▶ **Verilen Alıntı**
________

Birçok engeli aştık. Koordineli ve yerinde destekleri, sahaya hakim görevliler ile irtibatları, bunlar gerçekten kelimeler ile anlatılamaz. Ne kadar yazsak, hiçbir zaman anlatılamayacak. Her bir bilgi, bilgiyi doğru kullanma, doğru yere, doğru zamanda, doğru şekilde iletebilmenin dayanışması ve huzuru. Keşke Yaşar Hoca gibi birkaç insanımız daha olsa.
İnanılmaz işlerdi. Buralara yazmaya sığmaz. Hakları da ödenmez, bize sahadan destek olan sayısız isimsiz kahraman. Sonsuz şükranla.
Yağmalara karşı çaresizliğimizde, farklı şehirlerde gözyaşlarımız ile tutunduk.
Mesela, Hatay’ dan karayolu ve sonrası havayolu için irtibatta olduğum, turizmci oldukları için nokta atış çalıştığım, Pınar ve Çağla Hanım’a sonsuz teşekkür.
Gerek ÇYDD bursiyerlerimizin sevkleri, gerek hiç tanımadığım, depremzede nakilleri, transfer işlemlerinde, hakkı ödenmez hizmet verdiler.
Mesela, İstanbul’dan, Hatay’a ilaç sevkiyatı yapan eczane sahibi dostlar.
Mesela, İstanbul’dan, her bölgeye, sonrası burada lokal olarak belirlediğimiz sahalarda, hastaneler için gerekli olan iç çamaşırı ve kıyafet için mağazalarını açan arkadaşlar.
Mesela, çocukları unutmayalım, diyerek başlattığım, öncesi birer not düşerek, paketler içine konulan yazılı notlar ve şeker, vs gibi malzemeler için hem de ağlayarak “Al abla, al götür daha da lazımsa yine gel, al” diyen küçük ölçekli dükkan sahipleri.
Mesela, son işlerden biri olan, Adıyaman’dan gelen ve beyin tümörü için Çapa Tıp Fakültesinde destek olmaya çalıştığım, Mutlu Ailesi ve 6 yaşındaki Medine Merve Mutlu.
Atladığım çoktur ama bunların konuşulması, organizasyonlarının doğru şekilde sağlanması, çok ciddi bir işti. Gayet iyi şekilde kotardığımı, bana her an destek veren paydaşlarımla sağladığımızı düşünüyorum. Yine de içimizde hep kalacak olan; keşke daha da faydalı olabilsek, bir cana daha ulaşabilseydik, duygusu elbette hakim.
İşin en önemli kısmı, dostlarım:
Kanada’dan moral desteği veren: Majak Toşikyan ve Almanya’dan kendisi ciddi rahatsızlık geçirdiği halde, bilhassa Hatay, Kırıkhan’da, emeği fazla olan bir hekim olarak, Dr. Tuncay Özverim.
Mağaza desteği ile arkadaşım, Nilgün.
Semt Evleri olarak: Seba, Nihal, Volkan, Çağla, Sinem, Betül ve tüm ekip. Sonradan ekibe katılan ama sahaya geçtiğinde, desteğini hiç eksiltmeden ve nokta atış yapan, 34M2 Kafenin sahibi, Korhan Bey.

________

▶ **Verilen Malzeme**
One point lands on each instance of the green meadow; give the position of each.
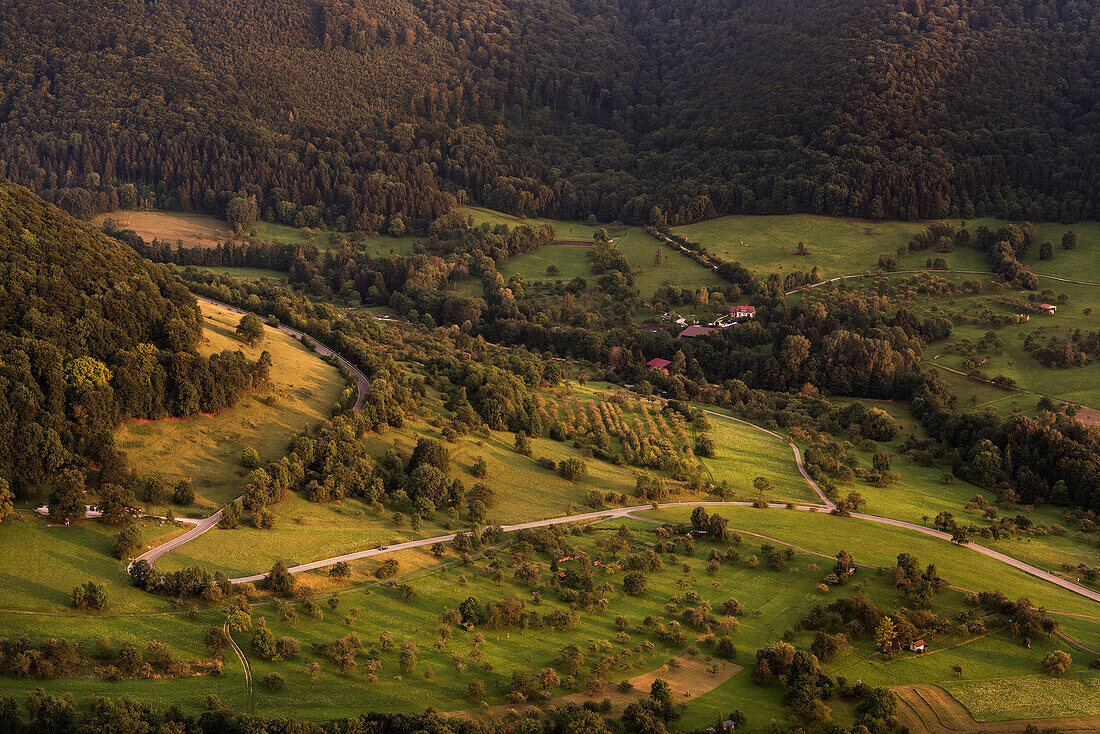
(207, 449)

________

▶ **Yönergeler**
1) Alıntıya göre 34M2 Kafenin sahibi kim?
2) Aşağıdaki ifadeler alıntıyla uyuşuyor mu? Her biri için evet ya da hayır deyin ve karar veren sözleri alıntıdan aynen aktarın.
(a) Medine Merve Mutlu 6 yaşındadır.
(b) Majak Toşikyan Almanya'dan destek vermiştir.
(c) Pınar ve Çağla Hanım turizmcidir.
3) Alıntıda "Gerek ÇYDD bursiyerlerimizin" sözlerinin geçtiği yerden başlayan bölümü kopyalayın; "mağazalarını açan arkadaşlar." sözlerinden sonra durun.

▶ **Görevlere Göre Yanıtlar**
1) Korhan Bey.

2)
(a) Evet: "6 yaşındaki Medine Merve Mutlu"
(b) Hayır: "Kanada’dan moral desteği veren: Majak Toşikyan"
(c) Evet: "turizmci oldukları için nokta atış çalıştığım"

3)
Gerek ÇYDD bursiyerlerimizin sevkleri, gerek hiç tanımadığım, depremzede nakilleri, transfer işlemlerinde, hakkı ödenmez hizmet verdiler.
Mesela, İstanbul’dan, Hatay’a ilaç sevkiyatı yapan eczane sahibi dostlar.
Mesela, İstanbul’dan, her bölgeye, sonrası burada lokal olarak belirlediğimiz sahalarda, hastaneler için gerekli olan iç çamaşırı ve kıyafet için mağazalarını açan arkadaşlar.